___ EXTRACT PROVIDED ___
It’s been several months since I last posted on the blog. But it’s certainly not because I’ve been lazy. On the second anniversary of Michael’s death I asked God to show me what I should do with myself and I distinctly heard Him say “Live”. And so that’s what I’ve been doing – going on with life.
In the months before Michael passed away, both my parents also passed away. As my siblings and I settled their estates I acquired their house — a 3 bedroom, 1 bath ranch style house so typical of all the houses built in their 1957 neighborhood. Michael and I had discussed on several occasions that, if the property were ever to become available, we would pursue building a new house to accommodate the final empty-nesting years of our lives. And so this is what I’ve done.
Late last summer I proceeded to tear down the old home, the one that my mom brought me home to from the hospital, the one I spent the first twenty years of my life in. The idea of tearing it down was one I had come to accept through the previous months as I worked with an architect to develop my ideas for a new home. I will never forget watching with my brother as the heavy equipment was breaking down the walls. “Is it kind of sad to you?” I asked. “It wasn’t until you asked me!” he replied.
___ EXTRACTED DATA ___
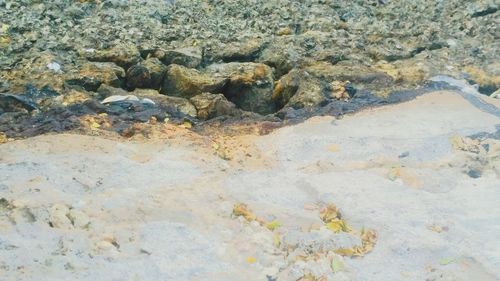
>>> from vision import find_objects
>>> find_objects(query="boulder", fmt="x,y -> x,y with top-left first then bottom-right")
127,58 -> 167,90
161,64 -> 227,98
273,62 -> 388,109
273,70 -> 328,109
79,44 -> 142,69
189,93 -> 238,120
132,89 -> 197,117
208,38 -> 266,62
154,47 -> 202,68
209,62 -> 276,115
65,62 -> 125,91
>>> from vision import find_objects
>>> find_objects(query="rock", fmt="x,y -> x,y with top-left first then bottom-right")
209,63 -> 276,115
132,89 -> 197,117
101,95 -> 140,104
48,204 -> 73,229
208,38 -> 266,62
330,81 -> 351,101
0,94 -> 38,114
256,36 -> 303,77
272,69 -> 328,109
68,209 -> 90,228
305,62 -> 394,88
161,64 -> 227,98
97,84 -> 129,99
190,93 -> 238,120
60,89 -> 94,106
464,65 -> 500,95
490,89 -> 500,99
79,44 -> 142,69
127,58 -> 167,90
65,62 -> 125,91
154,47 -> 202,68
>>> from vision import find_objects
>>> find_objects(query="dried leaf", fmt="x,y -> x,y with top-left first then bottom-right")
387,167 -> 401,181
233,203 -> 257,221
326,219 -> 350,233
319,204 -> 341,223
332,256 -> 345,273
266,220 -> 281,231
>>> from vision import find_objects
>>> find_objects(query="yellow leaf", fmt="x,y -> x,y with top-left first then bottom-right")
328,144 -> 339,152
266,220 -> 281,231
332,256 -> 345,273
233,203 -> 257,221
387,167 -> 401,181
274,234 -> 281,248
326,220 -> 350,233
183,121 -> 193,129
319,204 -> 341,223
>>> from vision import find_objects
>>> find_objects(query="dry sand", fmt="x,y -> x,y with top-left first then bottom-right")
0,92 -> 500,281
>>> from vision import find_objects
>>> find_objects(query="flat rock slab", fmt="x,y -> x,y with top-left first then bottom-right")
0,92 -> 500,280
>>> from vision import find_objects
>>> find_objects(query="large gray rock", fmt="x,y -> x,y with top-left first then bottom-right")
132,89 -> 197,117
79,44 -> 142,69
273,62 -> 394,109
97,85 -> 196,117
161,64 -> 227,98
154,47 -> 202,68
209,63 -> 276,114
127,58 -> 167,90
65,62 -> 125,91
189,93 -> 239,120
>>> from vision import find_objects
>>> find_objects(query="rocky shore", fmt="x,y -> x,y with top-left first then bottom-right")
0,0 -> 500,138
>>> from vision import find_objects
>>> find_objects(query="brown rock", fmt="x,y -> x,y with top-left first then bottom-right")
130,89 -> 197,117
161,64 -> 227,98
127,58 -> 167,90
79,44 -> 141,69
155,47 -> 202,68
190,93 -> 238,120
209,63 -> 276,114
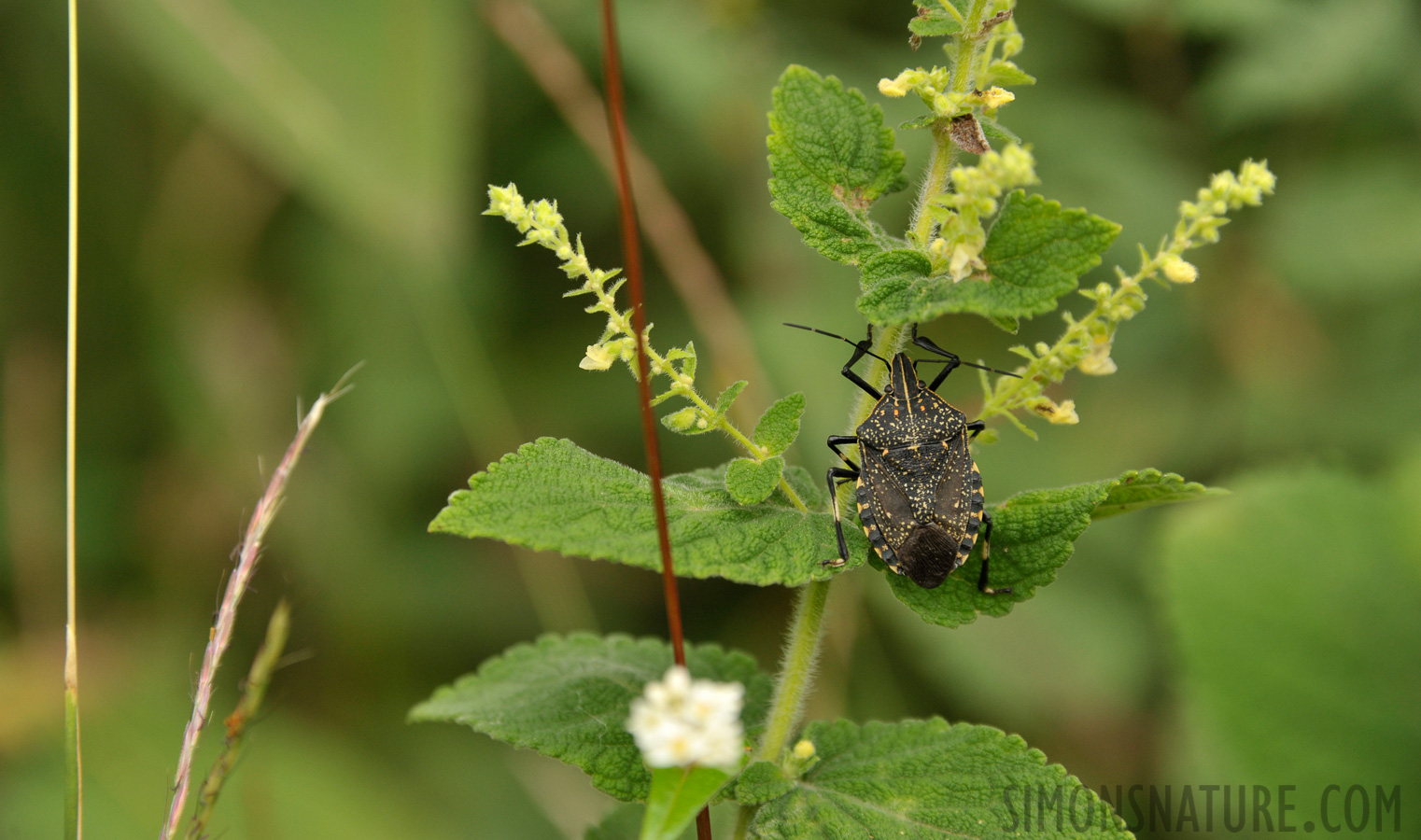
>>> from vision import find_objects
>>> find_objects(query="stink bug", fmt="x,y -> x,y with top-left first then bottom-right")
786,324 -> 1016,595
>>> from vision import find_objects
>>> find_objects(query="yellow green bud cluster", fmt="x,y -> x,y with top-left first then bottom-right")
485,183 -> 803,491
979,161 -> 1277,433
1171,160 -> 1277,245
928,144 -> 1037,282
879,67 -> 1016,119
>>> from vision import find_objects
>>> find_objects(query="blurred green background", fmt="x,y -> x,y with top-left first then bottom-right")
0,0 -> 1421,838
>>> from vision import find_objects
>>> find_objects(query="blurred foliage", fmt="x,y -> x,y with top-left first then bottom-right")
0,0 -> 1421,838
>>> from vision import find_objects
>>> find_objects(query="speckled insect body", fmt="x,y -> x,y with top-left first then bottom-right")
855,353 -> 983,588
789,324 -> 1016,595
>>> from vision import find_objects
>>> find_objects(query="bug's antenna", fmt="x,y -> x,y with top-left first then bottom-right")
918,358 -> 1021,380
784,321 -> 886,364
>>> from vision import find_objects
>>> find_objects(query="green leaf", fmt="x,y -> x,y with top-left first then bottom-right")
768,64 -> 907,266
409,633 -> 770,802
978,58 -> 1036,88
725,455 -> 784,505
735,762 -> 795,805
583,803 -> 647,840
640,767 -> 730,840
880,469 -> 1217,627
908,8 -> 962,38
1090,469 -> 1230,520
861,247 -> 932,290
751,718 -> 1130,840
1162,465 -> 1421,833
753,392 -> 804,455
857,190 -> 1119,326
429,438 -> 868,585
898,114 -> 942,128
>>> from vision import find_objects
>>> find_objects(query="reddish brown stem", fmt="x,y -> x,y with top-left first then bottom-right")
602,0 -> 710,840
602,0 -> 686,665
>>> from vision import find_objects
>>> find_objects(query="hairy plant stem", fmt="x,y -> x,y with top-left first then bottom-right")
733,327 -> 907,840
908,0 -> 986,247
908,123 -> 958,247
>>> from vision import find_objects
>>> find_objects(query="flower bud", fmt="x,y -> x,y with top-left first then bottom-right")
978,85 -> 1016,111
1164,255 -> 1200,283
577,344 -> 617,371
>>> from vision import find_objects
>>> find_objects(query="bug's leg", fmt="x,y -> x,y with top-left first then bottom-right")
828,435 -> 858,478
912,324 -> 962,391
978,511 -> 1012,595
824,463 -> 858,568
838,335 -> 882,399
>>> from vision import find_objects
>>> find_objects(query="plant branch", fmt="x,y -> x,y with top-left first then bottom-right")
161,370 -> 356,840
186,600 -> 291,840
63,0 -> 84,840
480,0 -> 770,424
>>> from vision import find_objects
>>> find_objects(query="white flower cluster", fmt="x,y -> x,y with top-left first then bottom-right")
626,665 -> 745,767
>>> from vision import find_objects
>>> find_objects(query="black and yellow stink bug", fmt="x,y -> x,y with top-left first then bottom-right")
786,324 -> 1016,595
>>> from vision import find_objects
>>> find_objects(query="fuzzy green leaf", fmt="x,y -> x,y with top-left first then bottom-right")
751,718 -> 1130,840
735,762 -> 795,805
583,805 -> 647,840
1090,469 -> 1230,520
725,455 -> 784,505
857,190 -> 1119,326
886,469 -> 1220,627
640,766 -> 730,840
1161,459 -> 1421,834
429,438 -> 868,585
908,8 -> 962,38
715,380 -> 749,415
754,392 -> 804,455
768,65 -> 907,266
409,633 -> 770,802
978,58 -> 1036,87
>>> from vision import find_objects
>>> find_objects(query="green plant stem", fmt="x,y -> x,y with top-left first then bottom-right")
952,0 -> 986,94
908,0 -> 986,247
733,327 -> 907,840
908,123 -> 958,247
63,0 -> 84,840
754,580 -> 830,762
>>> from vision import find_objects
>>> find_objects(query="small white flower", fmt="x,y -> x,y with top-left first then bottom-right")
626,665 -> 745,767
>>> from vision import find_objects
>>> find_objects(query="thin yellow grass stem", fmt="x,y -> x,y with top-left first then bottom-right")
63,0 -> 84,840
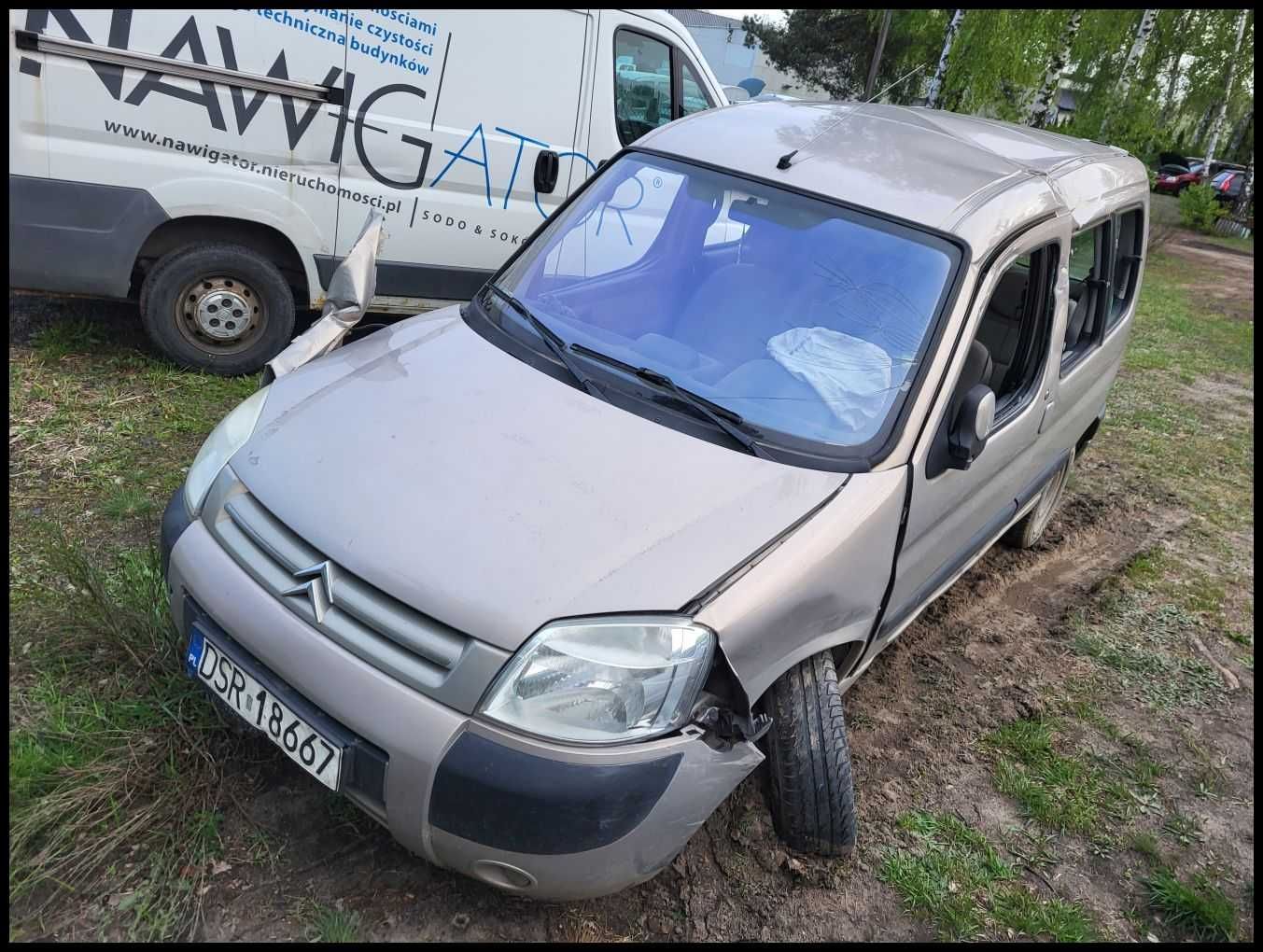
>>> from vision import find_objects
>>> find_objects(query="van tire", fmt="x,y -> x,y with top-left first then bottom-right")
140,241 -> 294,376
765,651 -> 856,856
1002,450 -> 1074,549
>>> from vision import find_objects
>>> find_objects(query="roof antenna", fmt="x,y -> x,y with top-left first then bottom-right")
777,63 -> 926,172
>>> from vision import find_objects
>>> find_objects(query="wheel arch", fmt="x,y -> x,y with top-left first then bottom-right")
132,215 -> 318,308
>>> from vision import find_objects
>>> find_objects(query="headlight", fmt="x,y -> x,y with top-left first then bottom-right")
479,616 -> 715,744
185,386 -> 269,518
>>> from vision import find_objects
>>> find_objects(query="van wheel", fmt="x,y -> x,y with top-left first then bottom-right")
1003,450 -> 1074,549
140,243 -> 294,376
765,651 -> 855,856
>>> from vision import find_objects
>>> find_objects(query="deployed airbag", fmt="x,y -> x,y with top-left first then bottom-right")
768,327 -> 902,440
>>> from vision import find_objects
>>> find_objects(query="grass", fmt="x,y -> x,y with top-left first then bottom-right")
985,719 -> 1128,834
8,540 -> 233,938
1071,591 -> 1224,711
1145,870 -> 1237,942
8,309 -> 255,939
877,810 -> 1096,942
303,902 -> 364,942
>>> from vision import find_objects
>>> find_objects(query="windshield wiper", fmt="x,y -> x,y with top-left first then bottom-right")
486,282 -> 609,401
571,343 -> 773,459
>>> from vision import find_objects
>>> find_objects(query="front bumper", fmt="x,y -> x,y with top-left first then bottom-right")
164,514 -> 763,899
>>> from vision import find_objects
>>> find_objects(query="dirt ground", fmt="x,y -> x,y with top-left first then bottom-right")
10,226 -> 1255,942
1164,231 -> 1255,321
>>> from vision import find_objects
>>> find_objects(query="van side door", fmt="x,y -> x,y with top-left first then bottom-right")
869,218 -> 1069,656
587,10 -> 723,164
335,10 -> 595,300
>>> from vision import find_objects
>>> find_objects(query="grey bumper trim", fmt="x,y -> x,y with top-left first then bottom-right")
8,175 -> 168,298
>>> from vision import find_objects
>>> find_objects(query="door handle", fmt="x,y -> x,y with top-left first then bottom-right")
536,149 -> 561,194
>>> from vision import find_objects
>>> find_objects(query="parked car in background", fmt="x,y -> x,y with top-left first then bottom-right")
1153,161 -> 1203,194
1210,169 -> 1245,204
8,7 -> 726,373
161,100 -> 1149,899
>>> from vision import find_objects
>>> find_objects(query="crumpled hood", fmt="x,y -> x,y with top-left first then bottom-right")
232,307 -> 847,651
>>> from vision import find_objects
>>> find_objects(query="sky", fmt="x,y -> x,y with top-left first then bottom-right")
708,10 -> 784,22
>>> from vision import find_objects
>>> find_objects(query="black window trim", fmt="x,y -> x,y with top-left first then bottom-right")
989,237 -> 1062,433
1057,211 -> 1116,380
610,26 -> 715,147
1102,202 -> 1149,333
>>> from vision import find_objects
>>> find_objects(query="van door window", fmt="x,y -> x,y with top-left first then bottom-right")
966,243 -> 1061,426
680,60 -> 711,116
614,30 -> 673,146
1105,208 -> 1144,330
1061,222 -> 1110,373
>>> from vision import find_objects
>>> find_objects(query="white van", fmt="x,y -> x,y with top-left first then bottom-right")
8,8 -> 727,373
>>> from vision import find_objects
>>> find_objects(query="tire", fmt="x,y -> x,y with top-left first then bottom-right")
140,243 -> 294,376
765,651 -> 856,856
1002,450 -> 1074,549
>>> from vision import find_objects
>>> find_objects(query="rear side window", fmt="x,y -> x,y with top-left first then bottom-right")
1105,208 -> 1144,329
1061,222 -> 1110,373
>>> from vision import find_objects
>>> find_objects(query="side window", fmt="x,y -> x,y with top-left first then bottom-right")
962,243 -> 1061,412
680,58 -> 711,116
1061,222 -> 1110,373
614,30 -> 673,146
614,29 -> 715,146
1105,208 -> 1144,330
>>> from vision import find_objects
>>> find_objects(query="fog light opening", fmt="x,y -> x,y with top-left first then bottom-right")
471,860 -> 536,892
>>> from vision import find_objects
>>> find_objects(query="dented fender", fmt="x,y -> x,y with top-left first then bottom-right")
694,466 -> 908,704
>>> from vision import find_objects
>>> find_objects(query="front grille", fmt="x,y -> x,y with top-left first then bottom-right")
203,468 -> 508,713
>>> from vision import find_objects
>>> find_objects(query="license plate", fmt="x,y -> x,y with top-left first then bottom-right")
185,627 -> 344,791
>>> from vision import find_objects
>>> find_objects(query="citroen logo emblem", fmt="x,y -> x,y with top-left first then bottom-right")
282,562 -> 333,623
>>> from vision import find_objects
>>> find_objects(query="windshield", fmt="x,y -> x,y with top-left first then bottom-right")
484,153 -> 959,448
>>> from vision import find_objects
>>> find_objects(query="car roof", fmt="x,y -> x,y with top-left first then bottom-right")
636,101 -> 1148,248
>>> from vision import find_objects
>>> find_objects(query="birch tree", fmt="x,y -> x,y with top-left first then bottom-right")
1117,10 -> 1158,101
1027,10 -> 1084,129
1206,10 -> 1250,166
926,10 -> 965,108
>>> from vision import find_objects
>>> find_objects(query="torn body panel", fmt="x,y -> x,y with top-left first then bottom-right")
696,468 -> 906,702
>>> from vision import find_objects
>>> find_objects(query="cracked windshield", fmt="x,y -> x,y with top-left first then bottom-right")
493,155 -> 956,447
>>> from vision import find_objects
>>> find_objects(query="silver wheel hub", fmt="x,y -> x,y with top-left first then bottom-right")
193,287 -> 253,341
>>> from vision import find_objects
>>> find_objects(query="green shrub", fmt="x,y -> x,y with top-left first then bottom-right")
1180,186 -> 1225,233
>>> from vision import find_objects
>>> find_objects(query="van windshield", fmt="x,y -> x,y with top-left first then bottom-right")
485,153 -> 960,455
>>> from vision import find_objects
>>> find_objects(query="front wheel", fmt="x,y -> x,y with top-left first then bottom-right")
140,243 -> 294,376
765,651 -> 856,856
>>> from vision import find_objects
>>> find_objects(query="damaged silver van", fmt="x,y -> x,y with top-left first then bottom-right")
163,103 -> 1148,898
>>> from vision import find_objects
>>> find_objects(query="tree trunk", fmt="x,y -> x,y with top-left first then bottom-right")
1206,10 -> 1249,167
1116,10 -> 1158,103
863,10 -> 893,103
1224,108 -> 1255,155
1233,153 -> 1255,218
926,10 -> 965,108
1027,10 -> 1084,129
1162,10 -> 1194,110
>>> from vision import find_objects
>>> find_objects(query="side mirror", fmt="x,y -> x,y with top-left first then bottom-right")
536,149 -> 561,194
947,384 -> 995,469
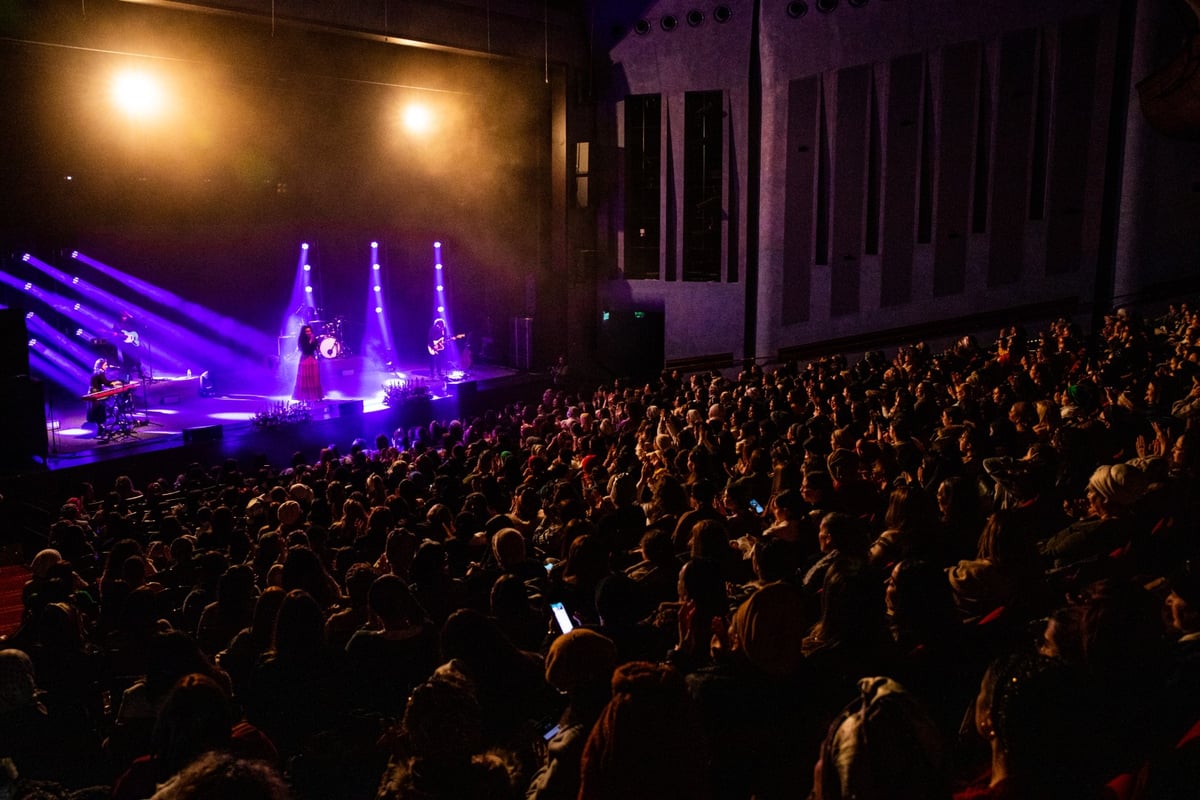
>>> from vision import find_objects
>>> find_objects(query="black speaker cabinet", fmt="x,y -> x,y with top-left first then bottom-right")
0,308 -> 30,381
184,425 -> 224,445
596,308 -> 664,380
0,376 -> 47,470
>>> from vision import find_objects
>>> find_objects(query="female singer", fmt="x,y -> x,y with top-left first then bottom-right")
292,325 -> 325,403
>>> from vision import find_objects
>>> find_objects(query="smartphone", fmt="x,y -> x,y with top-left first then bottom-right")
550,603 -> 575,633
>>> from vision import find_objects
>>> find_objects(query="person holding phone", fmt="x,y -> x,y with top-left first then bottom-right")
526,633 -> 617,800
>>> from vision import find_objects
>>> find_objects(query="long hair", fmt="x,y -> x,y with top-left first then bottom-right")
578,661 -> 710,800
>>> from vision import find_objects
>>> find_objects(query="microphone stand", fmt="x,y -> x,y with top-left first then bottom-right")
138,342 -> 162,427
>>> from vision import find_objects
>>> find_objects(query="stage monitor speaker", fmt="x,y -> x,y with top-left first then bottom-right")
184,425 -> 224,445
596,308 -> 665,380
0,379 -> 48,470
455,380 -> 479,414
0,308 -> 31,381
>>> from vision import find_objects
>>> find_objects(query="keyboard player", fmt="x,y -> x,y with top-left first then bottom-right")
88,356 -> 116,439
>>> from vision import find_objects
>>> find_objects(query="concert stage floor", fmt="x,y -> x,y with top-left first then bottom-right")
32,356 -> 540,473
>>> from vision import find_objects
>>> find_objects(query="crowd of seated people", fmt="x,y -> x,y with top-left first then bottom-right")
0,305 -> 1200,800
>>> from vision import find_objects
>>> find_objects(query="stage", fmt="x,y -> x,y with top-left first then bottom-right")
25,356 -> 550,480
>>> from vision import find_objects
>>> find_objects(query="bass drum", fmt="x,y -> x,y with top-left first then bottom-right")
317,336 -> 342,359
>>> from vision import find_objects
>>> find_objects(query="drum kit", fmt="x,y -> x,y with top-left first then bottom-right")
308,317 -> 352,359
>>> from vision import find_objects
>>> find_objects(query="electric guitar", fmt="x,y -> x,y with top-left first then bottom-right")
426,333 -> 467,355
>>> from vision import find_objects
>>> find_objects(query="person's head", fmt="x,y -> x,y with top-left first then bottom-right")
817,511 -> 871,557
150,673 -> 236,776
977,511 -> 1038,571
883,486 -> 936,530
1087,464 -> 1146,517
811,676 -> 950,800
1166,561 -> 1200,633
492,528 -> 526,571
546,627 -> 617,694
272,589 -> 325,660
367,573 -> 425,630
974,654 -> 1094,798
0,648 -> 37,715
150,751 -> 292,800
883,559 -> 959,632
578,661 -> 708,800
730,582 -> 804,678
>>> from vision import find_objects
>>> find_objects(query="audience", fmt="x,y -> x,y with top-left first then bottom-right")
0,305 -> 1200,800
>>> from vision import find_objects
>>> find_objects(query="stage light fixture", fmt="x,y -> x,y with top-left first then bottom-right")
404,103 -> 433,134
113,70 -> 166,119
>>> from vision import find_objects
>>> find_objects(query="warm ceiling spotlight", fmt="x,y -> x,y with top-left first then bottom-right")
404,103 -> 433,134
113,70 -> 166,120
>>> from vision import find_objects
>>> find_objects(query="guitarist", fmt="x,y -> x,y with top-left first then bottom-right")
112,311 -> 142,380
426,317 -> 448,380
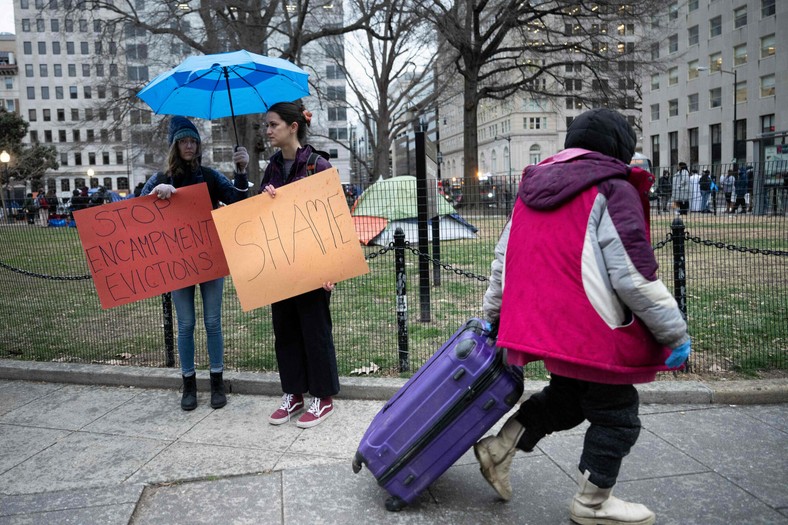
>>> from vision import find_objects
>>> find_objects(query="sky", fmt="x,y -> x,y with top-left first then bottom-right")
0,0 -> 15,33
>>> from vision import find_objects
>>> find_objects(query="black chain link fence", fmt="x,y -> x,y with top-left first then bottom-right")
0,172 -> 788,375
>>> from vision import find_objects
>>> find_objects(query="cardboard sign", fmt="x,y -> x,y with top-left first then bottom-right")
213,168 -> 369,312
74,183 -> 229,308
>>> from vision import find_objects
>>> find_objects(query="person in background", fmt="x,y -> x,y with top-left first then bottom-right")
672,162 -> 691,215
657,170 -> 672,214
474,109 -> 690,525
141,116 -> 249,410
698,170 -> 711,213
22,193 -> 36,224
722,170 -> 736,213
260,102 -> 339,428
___
QUESTIONS TO ANSWER >>
• A. According to the blog post, what kind of house did the writer acquire when the parents' estates were settled?
• B. Write the next part of the blog post, starting right after the brother's reply.

ANSWERS TO THE EXERCISE >>
• A. A 3-bedroom, 1-bath ranch-style house typical of the houses built in the parents' 1957 neighborhood.

• B.
Through the last eight months the new house has gone from an idea in my head to a sketch on paper and now finally to a real place to live. I think I’ve come to appreciate more than ever the work that Michael did as a contractor throughout his life. The hours of planning, thousands of decisions and frustration of delays and unforeseen problems are only eclipsed by the excitement and satisfaction of living in the finished product. And it couldn’t have happened without the encouragement and assistance from so many friends. Friends who tirelessly sit with you through meetings to help navigate red tape. Painter friends. Electrician friends. Decorator friends. And friends who will drop everything to run over and turn off a blaring alarm system so you don’t have to race across town in the middle of the night.
So now begins a new chapter. The same address that I was born at becomes my address once again. The neighborhood I grew up in is my neighborhood once more. There are neighbors here that still remember me as a child and a teenager. The neighborhood children I once babysat have long moved away and are now parents themselves. In fact the house on my left side is one of the original 1957 ranch houses, still occupied by the sweet family that watched me grow up. While on the other side the lot is empty, the 1957 ranch house demolished in anticipation of a new one being built.
The past on one side, the future on the other.
And here I am, a part of both.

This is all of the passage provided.